::: SUPPLIED PASSAGE :::
The Minister of Public Works and Infrastructure:

1. Since the presentation by the Department of Public Works and Infrastructure (DPWI) on the establishment of the Public Works Academy to the Portfolio Committee on Public Works and Infrastructure on the 21st August 2019, there was another session within the Department wherein officials made a presentation to the Minister of Public Works and Infrastructure. After the officials had made a presentation to the Minister about the Academy, and having taken into consideration the financial implications to establish such an Academy, and also in light of the cost-cutting measures that are being applied in the DPWI and in the Public Service as a whole, it was found as prudent to discontinue with the plan. However, the Skills Development (Technical Capacity Building) Programme, which the DPWI is busy with, will not be negatively impacted upon as there will be more focus and dedicated energy towards its roll-out. The DPWI has a dedicated Professional Services Branch to drive this work.

(a) and (b) (i), (ii), (iii) and (iv) Fall away.

2. The State Technical Capacity Building Programme will partner with other Public Sector Academies, including the National School of Government and Higher Education Institutions for immediate access to Learning Programmes (contact and online) to enhance the Programme outcomes. Below link, please find a diagram depicting other partnerships to be entered into.

http://pmg-assets.s3-website-eu-west-1.amazonaws.com/RNW856State.pdf

Acronyms:

 

ECSA: Engineering Council of South Africa

SACAP: South African Council of Architectural Profession

SACLAP: South African Council of Landscape Architectural Profession

SACPCMP: South African Council for Project Construction Management Profession

SACQSP: South African Council of the Quantity Surveying Profession

SACPVP: South African Council for the Property Valuation Profession

SACPLAN: South African Council for Planners

SAGC: South African Geotechnical Council

IREM: Institute for Real Estate Management

SAFMA: South African Facilities Management Association

QCTO: Quality Council for Trade Occupations

NSG: National School of Government

FSTDI: Free State Training and Development Institute

MSTA: Maths, Science, and Technology Academy

SAPOA: South African Property Owners Association

GBSA: Green Building South Africa

VAs: Voluntary Associations

TVETs: Technical Vocational Education and Training (Colleges)

3. Capacitation of the Property Management Trading Entity (PMTE) is of paramount importance to the Capacity Building Programme, and will implement its Asset Management programmes, guided by ISO standards on Asset Management. These standards clearly articulate the role of employees in the Asset Management value chain and the competencies they need to possess. To further bolster the State’s capacity in Infrastructure Delivery (supported by the Young Professionals and Candidacy Programmes aligned to the Built Environment Professional Councils, Maintenance (Facilities Management supported by Artisans and Apprentices) and Management (Asset Management ISO Standards), the aim of the Programme will be to address lack of competencies throughout the value chain of Infrastructure. Below is a summary of targeted employees and Asset Management training intervention areas.
:::
#### [PROBLEMS]
**1.** Decide whether each statement agrees with the Public Works reply, answering yes or no and quoting the deciding words of the reply: (a) The plan to establish the Public Works Academy was dropped. (b) The Skills Development (Technical Capacity Building) Programme will suffer as a result. (c) The State Technical Capacity Building Programme will partner with the National School of Government.
**2.** Rewrite the paragraph of the Public Works reply that begins "Since the presentation by the Department" in shorter form, keeping its main facts.
**3.** Carry the Public Works reply forward from its last sentence.
The records are separate material and have no connection to the Public Works reply.
::: DATA LINES :::
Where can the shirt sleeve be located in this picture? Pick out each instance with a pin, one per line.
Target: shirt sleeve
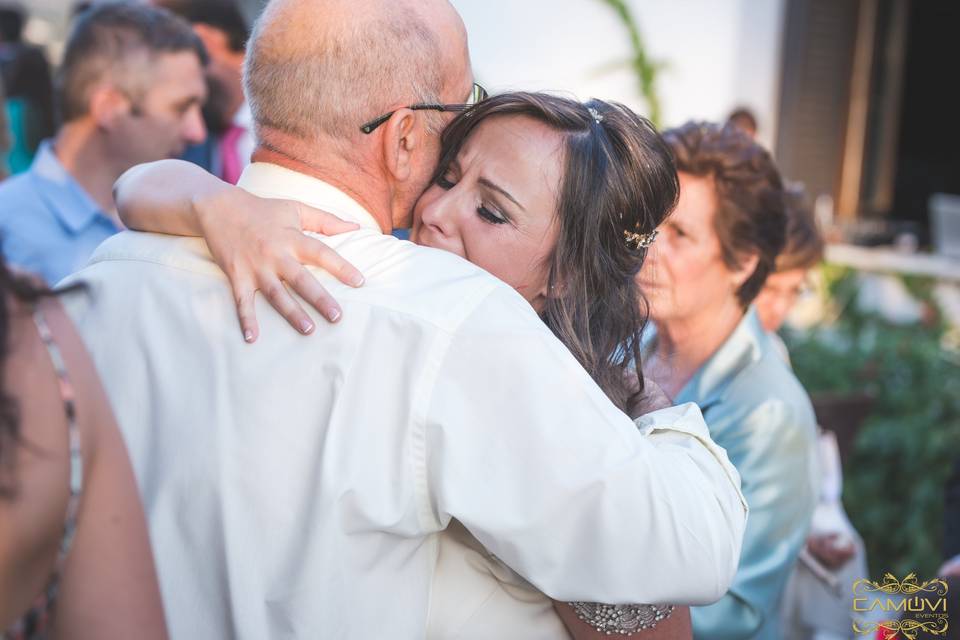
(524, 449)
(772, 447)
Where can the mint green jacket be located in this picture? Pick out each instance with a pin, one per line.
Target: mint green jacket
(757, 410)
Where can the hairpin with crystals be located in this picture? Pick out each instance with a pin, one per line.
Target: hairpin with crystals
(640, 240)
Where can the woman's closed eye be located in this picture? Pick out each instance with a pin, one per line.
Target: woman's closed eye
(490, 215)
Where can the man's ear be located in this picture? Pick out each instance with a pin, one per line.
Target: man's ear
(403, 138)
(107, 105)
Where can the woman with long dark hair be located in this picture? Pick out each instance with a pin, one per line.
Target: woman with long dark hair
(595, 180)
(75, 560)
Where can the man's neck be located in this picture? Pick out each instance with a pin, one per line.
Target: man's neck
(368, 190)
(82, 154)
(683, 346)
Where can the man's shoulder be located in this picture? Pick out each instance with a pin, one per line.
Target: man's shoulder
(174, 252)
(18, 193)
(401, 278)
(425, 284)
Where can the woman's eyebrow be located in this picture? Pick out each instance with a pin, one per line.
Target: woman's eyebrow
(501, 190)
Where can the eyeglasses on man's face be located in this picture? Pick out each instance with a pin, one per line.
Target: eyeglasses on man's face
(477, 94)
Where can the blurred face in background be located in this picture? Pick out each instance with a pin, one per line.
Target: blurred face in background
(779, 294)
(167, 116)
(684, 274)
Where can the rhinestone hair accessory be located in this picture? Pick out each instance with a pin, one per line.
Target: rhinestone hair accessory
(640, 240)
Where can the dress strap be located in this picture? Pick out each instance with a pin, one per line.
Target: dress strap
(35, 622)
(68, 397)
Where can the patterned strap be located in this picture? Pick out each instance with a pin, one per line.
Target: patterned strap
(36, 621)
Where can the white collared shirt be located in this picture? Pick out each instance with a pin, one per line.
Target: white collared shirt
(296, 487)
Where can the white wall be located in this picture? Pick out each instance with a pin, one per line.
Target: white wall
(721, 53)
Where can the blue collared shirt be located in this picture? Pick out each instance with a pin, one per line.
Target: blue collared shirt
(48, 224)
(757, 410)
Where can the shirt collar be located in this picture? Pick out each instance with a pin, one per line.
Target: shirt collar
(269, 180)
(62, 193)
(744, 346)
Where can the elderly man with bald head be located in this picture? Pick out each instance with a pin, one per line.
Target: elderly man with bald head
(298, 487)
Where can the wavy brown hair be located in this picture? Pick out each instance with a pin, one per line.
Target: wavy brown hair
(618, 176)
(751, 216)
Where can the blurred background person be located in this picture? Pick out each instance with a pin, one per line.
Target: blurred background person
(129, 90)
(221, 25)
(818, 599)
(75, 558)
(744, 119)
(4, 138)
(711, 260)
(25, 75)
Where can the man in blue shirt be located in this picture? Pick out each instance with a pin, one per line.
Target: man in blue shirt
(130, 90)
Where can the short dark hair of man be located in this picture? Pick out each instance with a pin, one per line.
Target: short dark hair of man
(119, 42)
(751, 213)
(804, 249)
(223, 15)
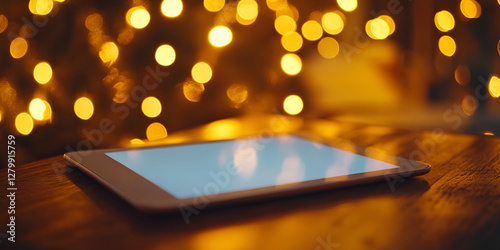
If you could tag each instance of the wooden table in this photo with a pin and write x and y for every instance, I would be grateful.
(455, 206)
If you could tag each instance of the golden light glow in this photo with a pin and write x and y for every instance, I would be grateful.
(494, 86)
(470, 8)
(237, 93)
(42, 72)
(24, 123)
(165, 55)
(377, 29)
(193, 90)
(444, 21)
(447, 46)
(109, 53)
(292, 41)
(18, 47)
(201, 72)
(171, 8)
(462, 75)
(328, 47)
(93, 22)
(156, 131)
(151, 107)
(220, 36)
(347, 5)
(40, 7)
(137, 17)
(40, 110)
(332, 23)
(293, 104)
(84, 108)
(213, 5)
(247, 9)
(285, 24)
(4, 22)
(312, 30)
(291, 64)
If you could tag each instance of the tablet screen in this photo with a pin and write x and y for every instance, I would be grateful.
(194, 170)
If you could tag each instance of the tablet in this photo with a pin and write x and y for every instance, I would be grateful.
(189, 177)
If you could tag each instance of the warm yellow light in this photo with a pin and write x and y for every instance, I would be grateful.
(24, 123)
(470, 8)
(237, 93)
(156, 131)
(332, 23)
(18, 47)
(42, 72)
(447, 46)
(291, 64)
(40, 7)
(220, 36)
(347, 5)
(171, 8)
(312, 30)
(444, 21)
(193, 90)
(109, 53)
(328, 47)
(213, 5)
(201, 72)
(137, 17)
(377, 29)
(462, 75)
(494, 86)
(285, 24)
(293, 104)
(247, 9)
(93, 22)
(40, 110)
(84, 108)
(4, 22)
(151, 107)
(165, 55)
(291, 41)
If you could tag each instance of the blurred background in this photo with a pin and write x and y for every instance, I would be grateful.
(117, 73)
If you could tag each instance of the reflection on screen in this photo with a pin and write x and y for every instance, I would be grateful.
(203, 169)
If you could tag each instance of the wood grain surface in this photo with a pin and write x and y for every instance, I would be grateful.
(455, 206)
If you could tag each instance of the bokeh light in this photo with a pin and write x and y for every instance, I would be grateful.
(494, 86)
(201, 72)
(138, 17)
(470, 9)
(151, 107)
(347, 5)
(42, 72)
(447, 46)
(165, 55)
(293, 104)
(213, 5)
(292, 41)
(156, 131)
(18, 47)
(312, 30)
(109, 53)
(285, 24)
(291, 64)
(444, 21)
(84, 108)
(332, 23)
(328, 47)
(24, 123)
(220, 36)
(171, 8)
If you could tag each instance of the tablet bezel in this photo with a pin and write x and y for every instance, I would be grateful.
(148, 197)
:::
::: DATA LINES :::
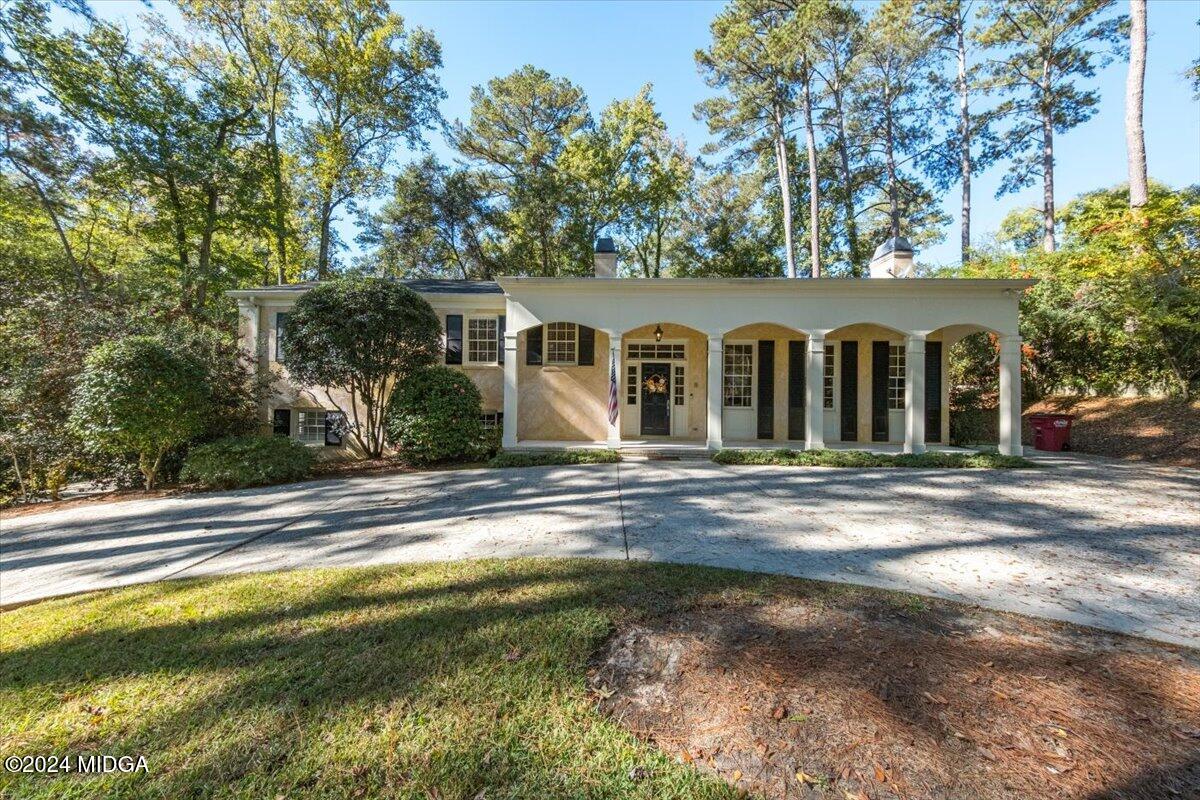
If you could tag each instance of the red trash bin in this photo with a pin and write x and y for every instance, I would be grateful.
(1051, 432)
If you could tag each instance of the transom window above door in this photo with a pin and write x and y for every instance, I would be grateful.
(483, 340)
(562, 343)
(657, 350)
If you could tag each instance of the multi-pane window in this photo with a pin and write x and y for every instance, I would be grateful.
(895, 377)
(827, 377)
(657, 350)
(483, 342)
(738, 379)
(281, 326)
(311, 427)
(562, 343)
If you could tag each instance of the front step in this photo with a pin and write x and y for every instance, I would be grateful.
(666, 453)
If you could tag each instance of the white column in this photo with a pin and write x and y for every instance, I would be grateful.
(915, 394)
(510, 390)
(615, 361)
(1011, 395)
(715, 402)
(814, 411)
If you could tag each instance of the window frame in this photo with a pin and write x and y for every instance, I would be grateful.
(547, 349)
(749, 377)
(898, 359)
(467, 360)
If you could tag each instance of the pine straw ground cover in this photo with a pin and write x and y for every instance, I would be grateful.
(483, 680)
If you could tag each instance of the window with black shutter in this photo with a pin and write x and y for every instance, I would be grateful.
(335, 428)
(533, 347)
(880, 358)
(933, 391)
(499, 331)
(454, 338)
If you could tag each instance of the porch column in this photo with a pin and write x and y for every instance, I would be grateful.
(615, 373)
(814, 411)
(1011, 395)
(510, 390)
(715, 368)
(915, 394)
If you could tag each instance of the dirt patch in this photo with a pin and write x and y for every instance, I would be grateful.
:::
::: DATA LINES :::
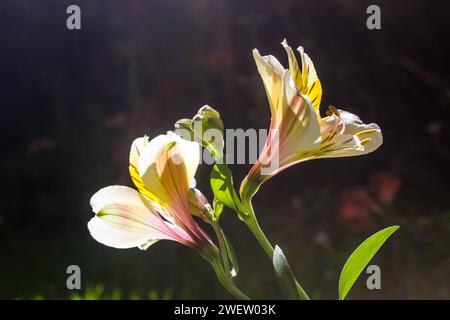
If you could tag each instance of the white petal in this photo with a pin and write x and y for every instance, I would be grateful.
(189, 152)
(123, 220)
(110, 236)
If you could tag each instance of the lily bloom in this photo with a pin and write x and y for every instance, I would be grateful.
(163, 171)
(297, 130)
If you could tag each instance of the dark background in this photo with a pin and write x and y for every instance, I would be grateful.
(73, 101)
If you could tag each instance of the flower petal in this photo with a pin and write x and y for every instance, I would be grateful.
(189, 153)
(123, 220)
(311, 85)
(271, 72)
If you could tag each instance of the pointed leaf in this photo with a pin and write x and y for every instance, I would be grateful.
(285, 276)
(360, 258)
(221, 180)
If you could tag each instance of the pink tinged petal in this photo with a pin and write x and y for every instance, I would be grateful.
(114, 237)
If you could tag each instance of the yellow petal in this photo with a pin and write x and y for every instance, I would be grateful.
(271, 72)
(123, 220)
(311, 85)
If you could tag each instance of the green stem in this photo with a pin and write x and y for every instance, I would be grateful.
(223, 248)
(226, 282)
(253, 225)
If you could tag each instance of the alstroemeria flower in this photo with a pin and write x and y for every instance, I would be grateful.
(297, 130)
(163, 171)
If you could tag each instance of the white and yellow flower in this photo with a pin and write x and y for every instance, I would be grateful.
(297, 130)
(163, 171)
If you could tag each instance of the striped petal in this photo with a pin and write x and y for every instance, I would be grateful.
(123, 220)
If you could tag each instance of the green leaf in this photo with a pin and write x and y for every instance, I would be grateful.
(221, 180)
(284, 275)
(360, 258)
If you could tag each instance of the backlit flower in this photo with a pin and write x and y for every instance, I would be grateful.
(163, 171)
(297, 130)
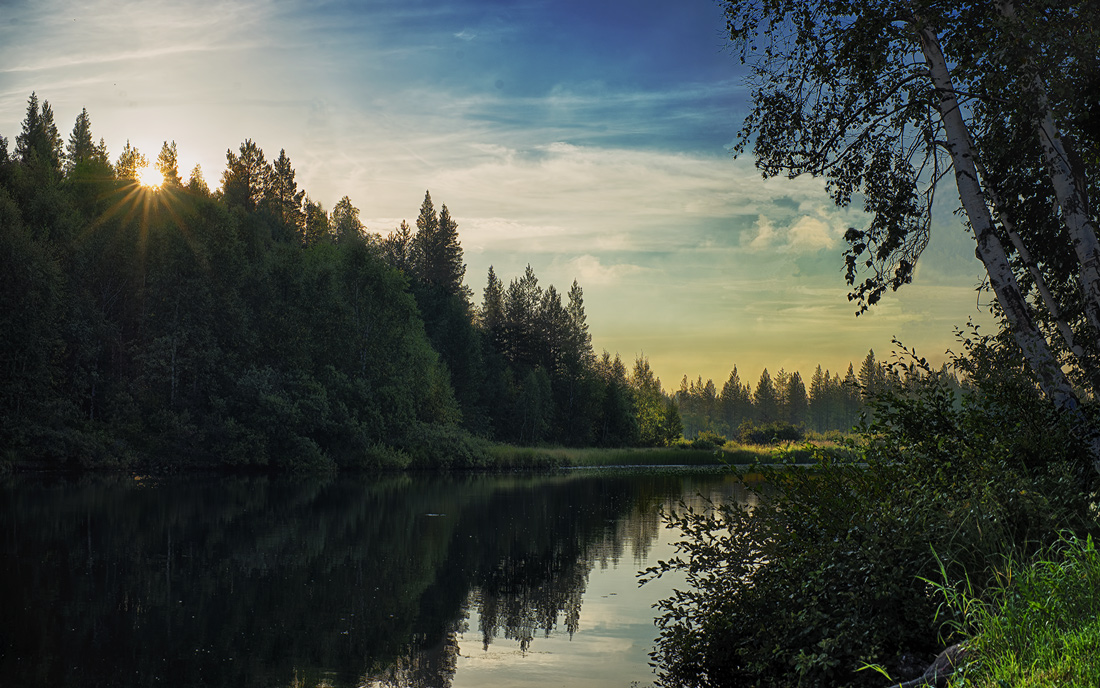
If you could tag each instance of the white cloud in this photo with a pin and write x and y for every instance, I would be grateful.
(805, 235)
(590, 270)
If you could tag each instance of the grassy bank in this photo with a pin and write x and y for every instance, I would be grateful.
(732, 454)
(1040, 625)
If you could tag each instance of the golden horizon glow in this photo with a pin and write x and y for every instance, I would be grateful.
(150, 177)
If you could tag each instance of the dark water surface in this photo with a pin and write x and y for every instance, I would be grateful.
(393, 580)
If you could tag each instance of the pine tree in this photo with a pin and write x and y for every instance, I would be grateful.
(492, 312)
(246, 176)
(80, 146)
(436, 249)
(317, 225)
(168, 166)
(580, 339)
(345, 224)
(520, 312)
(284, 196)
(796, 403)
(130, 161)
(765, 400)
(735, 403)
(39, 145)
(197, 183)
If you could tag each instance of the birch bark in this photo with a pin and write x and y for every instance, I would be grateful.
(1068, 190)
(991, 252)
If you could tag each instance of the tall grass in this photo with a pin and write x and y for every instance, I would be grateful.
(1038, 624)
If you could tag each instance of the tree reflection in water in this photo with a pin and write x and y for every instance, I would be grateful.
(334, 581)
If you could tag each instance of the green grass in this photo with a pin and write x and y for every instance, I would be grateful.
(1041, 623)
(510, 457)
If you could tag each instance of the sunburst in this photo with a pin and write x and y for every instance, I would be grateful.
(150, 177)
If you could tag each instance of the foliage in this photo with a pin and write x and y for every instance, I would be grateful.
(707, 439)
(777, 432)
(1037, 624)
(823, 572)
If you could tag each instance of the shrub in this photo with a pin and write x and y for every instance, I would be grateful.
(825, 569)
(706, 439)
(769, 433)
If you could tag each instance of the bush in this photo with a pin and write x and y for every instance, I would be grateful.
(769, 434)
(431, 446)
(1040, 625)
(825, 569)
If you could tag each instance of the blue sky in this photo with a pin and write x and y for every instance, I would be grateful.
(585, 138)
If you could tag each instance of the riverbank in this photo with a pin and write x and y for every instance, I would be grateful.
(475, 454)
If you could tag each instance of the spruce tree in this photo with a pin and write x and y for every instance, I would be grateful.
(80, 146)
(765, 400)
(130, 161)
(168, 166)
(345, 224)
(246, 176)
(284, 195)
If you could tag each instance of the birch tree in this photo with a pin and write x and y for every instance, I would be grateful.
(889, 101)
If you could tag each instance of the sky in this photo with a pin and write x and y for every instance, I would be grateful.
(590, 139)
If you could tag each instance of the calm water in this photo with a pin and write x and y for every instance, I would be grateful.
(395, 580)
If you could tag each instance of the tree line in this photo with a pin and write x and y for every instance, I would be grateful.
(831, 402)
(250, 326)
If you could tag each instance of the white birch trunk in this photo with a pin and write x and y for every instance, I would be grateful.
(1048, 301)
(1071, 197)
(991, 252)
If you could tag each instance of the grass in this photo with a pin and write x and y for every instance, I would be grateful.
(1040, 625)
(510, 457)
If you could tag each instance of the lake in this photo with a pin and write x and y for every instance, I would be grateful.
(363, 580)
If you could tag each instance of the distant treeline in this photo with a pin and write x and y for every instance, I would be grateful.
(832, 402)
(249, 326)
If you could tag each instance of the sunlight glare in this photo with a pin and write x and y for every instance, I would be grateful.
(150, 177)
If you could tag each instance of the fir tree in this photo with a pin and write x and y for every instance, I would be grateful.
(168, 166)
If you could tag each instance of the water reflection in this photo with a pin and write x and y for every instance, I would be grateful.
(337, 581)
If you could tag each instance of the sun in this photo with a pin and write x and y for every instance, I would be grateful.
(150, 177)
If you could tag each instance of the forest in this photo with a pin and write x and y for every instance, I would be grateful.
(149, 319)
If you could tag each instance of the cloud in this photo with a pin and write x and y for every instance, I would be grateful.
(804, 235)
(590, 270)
:::
#### [RESULTS BY TASK]
**1.**
(a) Yes: "it was found as prudent to discontinue with the plan"
(b) No: "will not be negatively impacted upon"
(c) Yes: "including the National School of Government"

**2.** The DPWI presented the proposed Public Works Academy to the Portfolio Committee on Public Works and Infrastructure on 21 August 2019. Officials later briefed the Minister. Given the cost of establishing the Academy and the cost-cutting measures in the DPWI and the wider Public Service, the plan was discontinued. The Skills Development (Technical Capacity Building) Programme will not be negatively affected. It will instead receive more focus, and the DPWI's Professional Services Branch will drive it.

**3.**
Training Group

Training Areas of focus

Executive Senior Management

Legislative Drivers, Meaning of Asset Management (AM) planning, expectation outcomes from AM planning, Organisation’s AM strength and weaknesses, How does the organisation compare nationally & Internationally

   

Asset Managers, Asset Planners, Capital Works Delivery

Legislative Drivers, Key AM concepts, Asset management activities throughout the asset lifecycle: Level of service/ performance management, Demand forecasting and management, Operations and maintenance planning, Land rehabilitation planning

Note: Organisation’s AM practices and how they compare with other, case studies of good practice AM, Workshop/discussion – how could we be doing AM better

   

Upskilling Group (those that have already attended a lot of formal AM training)

Refresher on AM concepts and practices, Examples of good practice, organisation’s AM strengths and weaknesses, Comparison of national and international organisations

Note: Workshop/discussion – critical AM issues in the organisation and how do we address these

   

Operations team (Technical & Non- Technical )

Legislative Drivers, Key AM concepts, Asset management activities throughout the asset lifecycle, How operations fits in with the overall AM picture, Examples/case studies of good practice AM,

Note Workshop/discussion – how could we be doing operational AM better

   

Customer Services (e.g. Call Centre, Service Desks)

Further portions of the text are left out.